● Consigne écrite 1: Recopiez les lignes des données, depuis celle qui contient « Tag the dark » jusqu'à la dernière, en substituant « landmark » à « keypoint ». Ne changez rien d'autre.

● Extrait de page:
--------------------

L’Espagne est un pays confronté à une sécheresse exceptionnelle depuis 2021. Des mesures audacieuses sont prises pour remédier au manque d’eau chronique exacerbé par le réchauffement climatique. Un investissement massif de près de 12 milliards d’euros d’ici 2027 est prévu. Il sera principalement dirigé vers le développement d’infrastructures de désalinisation et de réutilisation des eaux usées.
Vers une révolution hydrique espagnole ?
Les ministères de la Transition écologique et de l’Agriculture mettent en avant l’investissement public comme un élément clé pour faire face à cette crise. Outre les 12 milliards d’euros déjà alloués, un montant supplémentaire de 3 milliards d’euros sera mis en place. Ce montant est destiné à encourager l’adoption des nouvelles technologies, du “big data” et de l’intelligence artificielle dans la gestion de l’eau.
Ces initiatives, dévoilées dans un rapport gouvernemental, visent à améliorer le système de canalisations pour réduire les déperditions. Les autorités espagnoles reconnaissent la gravité de la situation. Elles soulignent que le pays est dans une position de plus grande vulnérabilité par rapport à d’autres États membres de l’UE en raison de l’urgence climatique.
Depuis 2021, en été, environ 27% du territoire espagnol est en état d’alerte en raison du manque d’eau, affectant significativement la production agricole. Le ministre de l’Agriculture, Luis Planas, prévoit une chute de la production cette année en raison du déficit de précipitations.
L’ambition de la gestion hydrique positionne l’Espagne en tant que pays pionnier dans la gestion de la crise hydrique liée au changement climatique. Elle souligne la nécessité d’une réponse ferme et efficace des autorités. Un investissement substantiel dans des solutions innovantes est attendu pour garantir l’approvisionnement en eau et atténuer les conséquences sur l’agriculture et d’autres secteurs critiques.
Lire plus : L’eau, nouveau nerf de la guerre ?
L’épineuse quête d’une gestion hydrique durable
En mai 2023, l’Espagne est en période d’élections (municipales et régionales) et confrontée à une sécheresse historique. Les tensions autour de l’accès à l’eau, une ressource de plus en plus précieuse, parfois appelée « or bleu » persistent. Les prévisions indiquent une augmentation de la chaleur et une diminution des ressources en eau. Il y a un réel risque de désertification pour les 3/4 du territoire espagnol.

--------------------

● Consigne écrite 2: D'après l'extrait, quelle part du territoire espagnol se trouve en état d'alerte chaque été depuis 2021 en raison du manque d'eau ?

--------------------

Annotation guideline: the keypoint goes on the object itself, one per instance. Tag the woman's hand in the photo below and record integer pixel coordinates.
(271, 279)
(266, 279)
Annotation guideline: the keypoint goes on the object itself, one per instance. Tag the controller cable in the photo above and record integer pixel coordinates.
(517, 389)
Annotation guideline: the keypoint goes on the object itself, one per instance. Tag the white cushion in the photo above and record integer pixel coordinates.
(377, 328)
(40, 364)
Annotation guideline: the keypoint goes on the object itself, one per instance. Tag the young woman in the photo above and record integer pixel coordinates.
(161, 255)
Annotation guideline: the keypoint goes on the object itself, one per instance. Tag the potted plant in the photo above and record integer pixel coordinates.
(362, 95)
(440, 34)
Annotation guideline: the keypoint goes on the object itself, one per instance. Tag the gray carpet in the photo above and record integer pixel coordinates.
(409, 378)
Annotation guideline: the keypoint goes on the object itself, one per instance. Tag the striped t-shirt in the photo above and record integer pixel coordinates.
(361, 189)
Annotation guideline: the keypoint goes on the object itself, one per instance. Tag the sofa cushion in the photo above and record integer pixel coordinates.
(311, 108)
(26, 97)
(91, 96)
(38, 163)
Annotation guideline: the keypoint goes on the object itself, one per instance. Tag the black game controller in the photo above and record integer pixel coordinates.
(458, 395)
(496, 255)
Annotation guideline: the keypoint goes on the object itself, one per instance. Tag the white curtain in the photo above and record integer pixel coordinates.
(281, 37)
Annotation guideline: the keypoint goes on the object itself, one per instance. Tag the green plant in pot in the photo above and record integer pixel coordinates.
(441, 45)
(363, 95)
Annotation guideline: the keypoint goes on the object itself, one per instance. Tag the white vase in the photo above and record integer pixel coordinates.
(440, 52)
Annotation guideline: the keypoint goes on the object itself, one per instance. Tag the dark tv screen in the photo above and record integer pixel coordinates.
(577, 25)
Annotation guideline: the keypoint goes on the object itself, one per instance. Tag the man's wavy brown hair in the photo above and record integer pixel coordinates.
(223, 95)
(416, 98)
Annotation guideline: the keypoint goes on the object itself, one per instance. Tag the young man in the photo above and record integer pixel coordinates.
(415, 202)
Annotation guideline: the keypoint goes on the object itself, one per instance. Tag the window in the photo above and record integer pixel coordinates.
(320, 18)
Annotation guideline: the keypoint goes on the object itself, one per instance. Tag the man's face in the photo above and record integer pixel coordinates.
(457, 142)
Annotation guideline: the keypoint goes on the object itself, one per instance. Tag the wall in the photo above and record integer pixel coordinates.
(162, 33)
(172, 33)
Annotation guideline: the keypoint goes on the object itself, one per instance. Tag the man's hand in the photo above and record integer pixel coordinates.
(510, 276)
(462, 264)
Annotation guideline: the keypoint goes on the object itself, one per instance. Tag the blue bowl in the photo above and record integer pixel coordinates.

--------------------

● Résultat attendu 1:
Annotation guideline: the landmark goes on the object itself, one per instance. Tag the dark tv screen in the photo above and record integer pixel coordinates.
(577, 25)
Annotation guideline: the landmark goes on the object itself, one per instance. Tag the man's wavy brown hair in the photo above and record integer pixel coordinates.
(223, 95)
(416, 98)
Annotation guideline: the landmark goes on the object itself, one per instance. Tag the young man in the photo above and record integer pixel coordinates.
(415, 202)
Annotation guideline: the landmark goes on the object itself, one per instance. Tag the window in the photo above and record integer pixel coordinates.
(320, 18)
Annotation guideline: the landmark goes on the object itself, one per instance. Tag the man's face in the photo above and record integer pixel coordinates.
(457, 142)
Annotation guideline: the landmark goes on the object itself, one per instance. Tag the wall in the photo above and record integer pixel coordinates.
(162, 33)
(172, 33)
Annotation guideline: the landmark goes on the object itself, one per instance. Tag the man's hand in the photo above and record integer pixel coordinates.
(510, 276)
(462, 264)
Annotation guideline: the landmark goes on the object itself, one per instance. Tag the blue bowl in the photo above and record integer pixel coordinates.

● Résultat attendu 2: Environ 27 % du territoire espagnol.